Start of Input records
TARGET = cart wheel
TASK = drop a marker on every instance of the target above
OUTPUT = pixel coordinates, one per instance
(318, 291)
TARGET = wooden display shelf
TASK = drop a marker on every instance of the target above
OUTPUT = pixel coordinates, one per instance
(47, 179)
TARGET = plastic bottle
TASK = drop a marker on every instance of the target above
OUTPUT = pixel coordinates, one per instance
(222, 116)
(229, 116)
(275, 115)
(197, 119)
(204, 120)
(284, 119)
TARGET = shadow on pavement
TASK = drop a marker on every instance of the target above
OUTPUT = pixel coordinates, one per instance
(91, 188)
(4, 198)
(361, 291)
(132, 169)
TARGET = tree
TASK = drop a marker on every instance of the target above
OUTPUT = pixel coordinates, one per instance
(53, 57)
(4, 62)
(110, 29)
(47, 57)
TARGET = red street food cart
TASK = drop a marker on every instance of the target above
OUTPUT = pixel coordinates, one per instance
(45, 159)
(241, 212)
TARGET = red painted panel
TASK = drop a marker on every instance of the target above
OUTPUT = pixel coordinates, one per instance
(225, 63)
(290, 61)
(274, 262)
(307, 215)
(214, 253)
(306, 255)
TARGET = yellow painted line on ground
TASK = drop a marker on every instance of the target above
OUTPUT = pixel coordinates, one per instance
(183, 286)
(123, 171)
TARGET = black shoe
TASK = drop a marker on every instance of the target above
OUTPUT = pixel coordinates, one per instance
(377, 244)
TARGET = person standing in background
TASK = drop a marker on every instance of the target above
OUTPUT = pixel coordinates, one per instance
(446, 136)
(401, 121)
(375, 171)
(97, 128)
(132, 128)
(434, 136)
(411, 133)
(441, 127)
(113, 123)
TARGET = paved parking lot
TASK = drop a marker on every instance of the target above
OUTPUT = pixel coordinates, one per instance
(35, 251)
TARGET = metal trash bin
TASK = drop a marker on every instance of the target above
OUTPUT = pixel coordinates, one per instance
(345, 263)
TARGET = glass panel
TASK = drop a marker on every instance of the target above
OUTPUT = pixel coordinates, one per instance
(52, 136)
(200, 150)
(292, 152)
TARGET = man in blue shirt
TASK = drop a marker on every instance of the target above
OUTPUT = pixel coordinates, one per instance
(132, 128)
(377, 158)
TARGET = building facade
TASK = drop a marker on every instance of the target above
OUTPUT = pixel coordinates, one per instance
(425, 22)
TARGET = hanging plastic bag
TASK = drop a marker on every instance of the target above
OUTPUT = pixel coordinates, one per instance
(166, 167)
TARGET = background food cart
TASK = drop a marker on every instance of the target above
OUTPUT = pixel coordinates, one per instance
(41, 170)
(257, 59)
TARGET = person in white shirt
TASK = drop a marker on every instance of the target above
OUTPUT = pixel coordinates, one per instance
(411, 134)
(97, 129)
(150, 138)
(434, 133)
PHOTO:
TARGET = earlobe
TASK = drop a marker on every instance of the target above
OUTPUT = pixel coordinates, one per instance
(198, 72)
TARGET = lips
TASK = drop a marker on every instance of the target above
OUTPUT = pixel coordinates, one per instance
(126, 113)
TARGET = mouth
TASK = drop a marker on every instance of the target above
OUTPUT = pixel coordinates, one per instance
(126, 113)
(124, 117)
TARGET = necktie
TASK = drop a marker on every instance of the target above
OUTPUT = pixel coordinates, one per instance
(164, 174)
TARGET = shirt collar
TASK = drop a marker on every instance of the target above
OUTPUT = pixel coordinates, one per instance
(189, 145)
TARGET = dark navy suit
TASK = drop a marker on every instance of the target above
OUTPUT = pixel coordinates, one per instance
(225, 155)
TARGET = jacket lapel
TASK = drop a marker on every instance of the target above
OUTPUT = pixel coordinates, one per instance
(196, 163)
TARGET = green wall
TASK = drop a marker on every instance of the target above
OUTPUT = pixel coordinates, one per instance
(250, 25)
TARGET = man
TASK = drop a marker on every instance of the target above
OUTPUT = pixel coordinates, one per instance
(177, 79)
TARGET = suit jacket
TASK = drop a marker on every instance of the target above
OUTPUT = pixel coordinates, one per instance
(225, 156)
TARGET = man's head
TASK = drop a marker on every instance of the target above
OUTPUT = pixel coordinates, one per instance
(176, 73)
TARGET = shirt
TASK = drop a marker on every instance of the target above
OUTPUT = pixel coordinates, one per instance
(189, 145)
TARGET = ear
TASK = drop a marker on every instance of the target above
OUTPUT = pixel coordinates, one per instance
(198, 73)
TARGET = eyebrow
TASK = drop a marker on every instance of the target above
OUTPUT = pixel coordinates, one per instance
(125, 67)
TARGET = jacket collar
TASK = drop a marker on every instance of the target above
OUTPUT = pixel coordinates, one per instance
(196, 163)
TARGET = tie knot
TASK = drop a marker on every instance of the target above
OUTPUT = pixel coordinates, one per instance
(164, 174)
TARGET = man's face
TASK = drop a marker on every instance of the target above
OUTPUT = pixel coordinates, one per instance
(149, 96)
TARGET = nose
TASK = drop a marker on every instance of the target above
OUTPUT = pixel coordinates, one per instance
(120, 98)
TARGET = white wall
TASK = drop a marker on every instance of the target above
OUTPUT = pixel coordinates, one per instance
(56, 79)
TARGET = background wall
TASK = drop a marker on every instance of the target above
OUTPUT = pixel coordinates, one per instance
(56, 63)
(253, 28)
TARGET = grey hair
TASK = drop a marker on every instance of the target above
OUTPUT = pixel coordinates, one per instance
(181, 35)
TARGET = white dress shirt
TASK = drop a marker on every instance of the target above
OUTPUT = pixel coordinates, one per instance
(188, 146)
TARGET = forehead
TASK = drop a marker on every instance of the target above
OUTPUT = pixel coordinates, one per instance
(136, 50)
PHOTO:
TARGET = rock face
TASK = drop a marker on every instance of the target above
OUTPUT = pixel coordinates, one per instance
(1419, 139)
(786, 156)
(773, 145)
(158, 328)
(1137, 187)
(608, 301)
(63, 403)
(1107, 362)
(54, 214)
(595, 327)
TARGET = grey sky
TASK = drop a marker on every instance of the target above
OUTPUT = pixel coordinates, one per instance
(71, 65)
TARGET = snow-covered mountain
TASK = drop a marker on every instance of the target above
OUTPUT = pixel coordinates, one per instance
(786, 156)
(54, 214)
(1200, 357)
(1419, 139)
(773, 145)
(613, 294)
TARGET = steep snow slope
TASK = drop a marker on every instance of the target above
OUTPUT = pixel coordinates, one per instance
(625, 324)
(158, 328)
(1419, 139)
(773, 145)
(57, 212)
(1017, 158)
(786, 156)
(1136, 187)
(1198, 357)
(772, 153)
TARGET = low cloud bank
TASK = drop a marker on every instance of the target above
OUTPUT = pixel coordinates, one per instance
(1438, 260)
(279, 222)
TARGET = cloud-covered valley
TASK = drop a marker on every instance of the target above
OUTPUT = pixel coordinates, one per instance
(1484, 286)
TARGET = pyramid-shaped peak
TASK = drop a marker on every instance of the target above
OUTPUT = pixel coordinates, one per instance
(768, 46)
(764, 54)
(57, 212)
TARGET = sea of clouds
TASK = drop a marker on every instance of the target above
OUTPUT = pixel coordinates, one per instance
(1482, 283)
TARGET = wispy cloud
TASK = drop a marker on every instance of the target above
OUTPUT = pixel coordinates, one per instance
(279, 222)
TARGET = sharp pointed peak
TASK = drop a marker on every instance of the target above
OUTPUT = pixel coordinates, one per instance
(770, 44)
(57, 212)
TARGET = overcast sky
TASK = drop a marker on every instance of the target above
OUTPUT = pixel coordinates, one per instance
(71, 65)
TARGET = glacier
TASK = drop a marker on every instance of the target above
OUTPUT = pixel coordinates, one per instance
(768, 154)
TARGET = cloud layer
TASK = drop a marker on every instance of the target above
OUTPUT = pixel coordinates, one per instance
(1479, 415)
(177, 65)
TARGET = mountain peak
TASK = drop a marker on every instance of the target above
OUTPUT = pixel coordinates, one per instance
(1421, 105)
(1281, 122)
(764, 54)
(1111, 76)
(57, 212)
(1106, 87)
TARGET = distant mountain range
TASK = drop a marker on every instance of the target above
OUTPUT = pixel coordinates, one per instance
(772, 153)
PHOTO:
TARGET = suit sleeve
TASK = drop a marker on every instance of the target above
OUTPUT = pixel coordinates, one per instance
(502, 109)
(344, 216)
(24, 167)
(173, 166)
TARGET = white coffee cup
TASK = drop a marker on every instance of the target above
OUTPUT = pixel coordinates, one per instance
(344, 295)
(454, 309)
End of Input records
Show the lines in the entries above that include the string "jacket".

Response box
TARGET = jacket lapel
TARGET = suit jacket
TARGET = jacket collar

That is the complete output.